**What this task involves**
Starting at the first line and ending at the last, reproduce the records below exactly.

**Given data**
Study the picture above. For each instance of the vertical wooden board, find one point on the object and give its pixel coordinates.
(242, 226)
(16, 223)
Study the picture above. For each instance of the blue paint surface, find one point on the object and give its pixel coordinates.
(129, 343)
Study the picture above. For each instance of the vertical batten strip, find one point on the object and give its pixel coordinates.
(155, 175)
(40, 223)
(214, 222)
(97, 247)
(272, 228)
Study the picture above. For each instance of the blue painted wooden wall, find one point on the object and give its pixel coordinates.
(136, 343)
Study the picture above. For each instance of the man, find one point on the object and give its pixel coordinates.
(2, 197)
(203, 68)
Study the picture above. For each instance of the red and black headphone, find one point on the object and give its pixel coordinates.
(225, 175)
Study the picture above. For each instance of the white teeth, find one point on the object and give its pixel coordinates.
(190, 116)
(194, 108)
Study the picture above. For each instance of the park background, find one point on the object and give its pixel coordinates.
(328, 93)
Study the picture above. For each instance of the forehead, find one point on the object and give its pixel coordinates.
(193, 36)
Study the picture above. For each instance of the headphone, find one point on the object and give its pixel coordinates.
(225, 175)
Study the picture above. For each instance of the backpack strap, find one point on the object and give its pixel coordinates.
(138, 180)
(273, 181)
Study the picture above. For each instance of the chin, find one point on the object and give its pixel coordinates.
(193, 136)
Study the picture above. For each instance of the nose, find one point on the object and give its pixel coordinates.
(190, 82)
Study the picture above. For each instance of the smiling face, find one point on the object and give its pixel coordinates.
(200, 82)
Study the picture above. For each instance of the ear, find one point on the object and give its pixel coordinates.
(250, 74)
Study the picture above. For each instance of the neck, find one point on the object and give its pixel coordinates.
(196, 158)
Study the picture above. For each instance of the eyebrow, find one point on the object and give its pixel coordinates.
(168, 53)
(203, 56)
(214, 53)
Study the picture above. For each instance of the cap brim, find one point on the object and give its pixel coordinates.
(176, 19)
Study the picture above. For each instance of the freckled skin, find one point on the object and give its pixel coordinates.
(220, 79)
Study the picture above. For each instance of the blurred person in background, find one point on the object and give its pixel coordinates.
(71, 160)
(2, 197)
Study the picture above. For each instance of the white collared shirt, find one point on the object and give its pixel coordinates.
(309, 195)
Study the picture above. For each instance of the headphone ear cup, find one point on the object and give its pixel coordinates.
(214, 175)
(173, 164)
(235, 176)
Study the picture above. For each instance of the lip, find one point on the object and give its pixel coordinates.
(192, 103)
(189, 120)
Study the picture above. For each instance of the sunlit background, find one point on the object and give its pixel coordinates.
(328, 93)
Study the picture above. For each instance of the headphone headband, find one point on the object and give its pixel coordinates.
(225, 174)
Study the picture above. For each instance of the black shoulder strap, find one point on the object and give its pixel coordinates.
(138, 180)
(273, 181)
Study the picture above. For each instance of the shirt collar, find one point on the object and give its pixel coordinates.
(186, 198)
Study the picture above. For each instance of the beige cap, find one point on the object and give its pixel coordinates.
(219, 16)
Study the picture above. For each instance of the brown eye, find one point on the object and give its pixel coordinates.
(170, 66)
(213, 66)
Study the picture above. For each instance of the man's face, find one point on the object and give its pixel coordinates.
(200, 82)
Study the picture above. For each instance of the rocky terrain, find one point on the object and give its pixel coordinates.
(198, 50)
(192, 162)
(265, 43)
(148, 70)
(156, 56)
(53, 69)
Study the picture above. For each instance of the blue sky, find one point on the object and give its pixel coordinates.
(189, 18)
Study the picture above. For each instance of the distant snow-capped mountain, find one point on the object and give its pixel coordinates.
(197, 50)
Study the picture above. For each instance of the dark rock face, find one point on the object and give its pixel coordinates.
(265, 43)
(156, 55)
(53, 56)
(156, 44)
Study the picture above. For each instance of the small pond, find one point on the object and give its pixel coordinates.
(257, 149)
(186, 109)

**Solution to this exercise**
Study the picture above. For each instance of the vertical wooden board, find one point on the object and give its pixel coordinates.
(242, 226)
(16, 223)
Study the picture above. For each instance of the blue paint surface, find one point on the object and give its pixel coordinates.
(129, 343)
Study the picture above. For each instance of the vertical batten strip, find one point on the object and give its pixel coordinates.
(155, 175)
(40, 223)
(214, 222)
(97, 247)
(272, 228)
Study the picture above. For each instance of the blue painted wooden wall, find one point on the object and give its pixel coordinates.
(136, 343)
Study the picture above. For each instance of the man, find one point on the object and give its pixel coordinates.
(2, 197)
(203, 68)
Study the picture above. For each instance of the red and black headphone, find one point on the object and give its pixel coordinates.
(225, 175)
Study the picture above. For each instance of the white teeth, find one point on the object and give its pixel coordinates.
(190, 116)
(194, 108)
Study the picture above. For each instance of the park background, find one point on the object and give its pixel coordinates.
(328, 93)
Study the picture above. For each instance of the forehead, find one point on the object and give its pixel coordinates.
(193, 36)
Study the picture above. For each instance of the headphone, find one point on the object and give its pixel coordinates.
(225, 175)
Study the picture above. For each instance of the backpack strap, find one point on the object and give its pixel coordinates.
(138, 180)
(273, 181)
Study the picture above. For each instance of the chin, find one point on the object and give its pixel coordinates.
(193, 136)
Study the picture above. For each instance of the nose, find one point on the object and give its pixel coordinates.
(190, 82)
Study the picture above. For each instance of the smiling face, find one point on the object and give its pixel coordinates.
(200, 82)
Study the picture above. For each instance of the ear, find one point on the object and give its pixel coordinates.
(250, 74)
Study the picture above. For each instance of the neck, find one point on the object and give its pixel coordinates.
(196, 158)
Study the picture above. For each instance of the eyebrow, find one point on the object and give its pixel coordinates.
(168, 53)
(203, 56)
(214, 53)
Study the picture above. For each instance of the cap brim, find one point on the object and give its pixel coordinates.
(176, 19)
Study the picture above. For each instance of the freckled skin, find one point on the object and give its pixel coordinates.
(220, 79)
Study the picture above. For each instance of the blurred person in background, find one point on the object and give its pixel coordinates.
(71, 160)
(2, 197)
Study the picture above. For each instance of the white collared shirt, find one point on the object and give its pixel coordinates.
(309, 195)
Study the picture above. For each instance of the headphone ear cup, find one point on the object and give its pixel coordinates.
(214, 175)
(173, 164)
(235, 176)
Study the picture above. For each instance of the lip, find one point on the object and give its pixel coordinates.
(192, 103)
(189, 120)
Study the picture above. For each instance of the sunlit background, find one point on the object and give its pixel coordinates.
(328, 93)
Study the picture above. For each instance of the headphone headband, find one point on the object and give its pixel coordinates.
(225, 174)
Study the picture above. For each instance of the black shoulder strap, find one point on the object and give its pixel coordinates.
(138, 180)
(273, 181)
Study the picture above. For each instance of the shirt collar, find one point on the object and give its pixel coordinates.
(186, 198)
Study the picture above. For each instance of the beige cap, find one point on the object and give its pixel coordinates.
(219, 16)
Study the picture above. For each instance of the brown eye, find one point on the object and give its pixel coordinates.
(170, 66)
(213, 66)
Study the picture above. For each instance of the man's face, find one point on the object and give its pixel coordinates.
(200, 82)
Study the picture above. For each instance of the rocky terrain, find one point on the object and give its pixel coordinates.
(198, 50)
(192, 162)
(265, 43)
(148, 70)
(156, 56)
(53, 69)
Study the picture above. For each instance of the blue sky, find one point on the object and give its pixel coordinates.
(189, 18)
Study the picture above. For each instance of the distant snow-capped mountain, find one point on the object and give its pixel coordinates.
(197, 50)
Study the picture above. For each instance of the dark rock face, find one point on the object and give its pixel coordinates.
(265, 43)
(156, 55)
(53, 56)
(156, 44)
Study the picture above. For each instance of the small pond, find one point on the object and give its pixel coordinates.
(257, 149)
(186, 109)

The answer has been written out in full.